- [Aim of the exercise] Once the line containing "Task: locate the shower arm, a" is found in the records below, return it and each following line exactly, up to and including the line containing "Example: <point>15,401</point>", and nothing else.

(Dataset entries)
------
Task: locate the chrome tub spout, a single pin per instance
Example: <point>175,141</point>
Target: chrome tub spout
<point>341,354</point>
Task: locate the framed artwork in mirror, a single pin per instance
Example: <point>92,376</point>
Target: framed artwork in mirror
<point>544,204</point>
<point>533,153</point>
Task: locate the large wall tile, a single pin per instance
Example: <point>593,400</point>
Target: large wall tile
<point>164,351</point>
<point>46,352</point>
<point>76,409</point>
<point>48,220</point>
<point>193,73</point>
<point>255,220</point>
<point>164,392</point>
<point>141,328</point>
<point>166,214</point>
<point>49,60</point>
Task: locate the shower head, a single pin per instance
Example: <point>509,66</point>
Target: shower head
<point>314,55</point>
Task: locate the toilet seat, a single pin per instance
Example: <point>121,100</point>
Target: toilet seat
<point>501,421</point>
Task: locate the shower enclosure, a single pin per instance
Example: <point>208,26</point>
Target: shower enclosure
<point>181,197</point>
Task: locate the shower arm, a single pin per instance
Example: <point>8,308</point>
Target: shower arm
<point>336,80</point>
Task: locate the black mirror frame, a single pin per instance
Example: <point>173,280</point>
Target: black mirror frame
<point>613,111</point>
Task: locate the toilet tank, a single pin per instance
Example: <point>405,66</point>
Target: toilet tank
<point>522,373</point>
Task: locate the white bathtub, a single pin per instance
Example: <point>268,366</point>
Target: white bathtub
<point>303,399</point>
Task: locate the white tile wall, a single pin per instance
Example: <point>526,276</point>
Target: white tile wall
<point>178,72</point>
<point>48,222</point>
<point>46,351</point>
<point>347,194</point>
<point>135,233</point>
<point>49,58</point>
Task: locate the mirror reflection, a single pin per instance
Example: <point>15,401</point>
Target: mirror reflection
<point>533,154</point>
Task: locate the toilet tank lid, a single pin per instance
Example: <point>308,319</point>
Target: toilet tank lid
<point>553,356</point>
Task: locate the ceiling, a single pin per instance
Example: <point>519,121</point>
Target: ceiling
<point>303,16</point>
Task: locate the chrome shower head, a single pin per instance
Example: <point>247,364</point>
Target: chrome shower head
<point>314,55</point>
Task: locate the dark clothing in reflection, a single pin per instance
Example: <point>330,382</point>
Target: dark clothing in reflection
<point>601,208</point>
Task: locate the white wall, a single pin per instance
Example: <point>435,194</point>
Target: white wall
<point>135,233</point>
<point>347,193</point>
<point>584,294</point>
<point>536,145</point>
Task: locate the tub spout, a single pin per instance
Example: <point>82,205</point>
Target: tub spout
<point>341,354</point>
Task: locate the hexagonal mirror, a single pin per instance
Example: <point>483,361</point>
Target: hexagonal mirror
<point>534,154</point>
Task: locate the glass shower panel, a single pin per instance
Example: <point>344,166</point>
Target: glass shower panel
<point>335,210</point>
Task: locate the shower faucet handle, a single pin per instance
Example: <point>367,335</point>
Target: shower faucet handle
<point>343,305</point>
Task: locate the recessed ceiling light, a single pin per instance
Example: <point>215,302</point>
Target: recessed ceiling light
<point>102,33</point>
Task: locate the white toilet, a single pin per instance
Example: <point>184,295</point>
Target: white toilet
------
- [Reply]
Task: locate the shower arm, a single pin per instance
Example: <point>8,308</point>
Target: shower arm
<point>336,80</point>
Task: locate the black mirror frame, a single pin per instance
Example: <point>173,280</point>
Target: black mirror frame
<point>613,111</point>
Task: locate the toilet tank, a single pin per instance
Example: <point>405,66</point>
Target: toilet tank
<point>522,373</point>
Task: locate the white bathtub, a single pin per instance
Example: <point>268,366</point>
Target: white bathtub
<point>303,399</point>
Task: locate the white tile wall, a single pin per instance
Example: <point>526,276</point>
Target: white tile wall
<point>178,72</point>
<point>48,222</point>
<point>46,351</point>
<point>347,194</point>
<point>135,233</point>
<point>49,58</point>
Task: locate the mirror reflection, a single pin per instance
Example: <point>15,401</point>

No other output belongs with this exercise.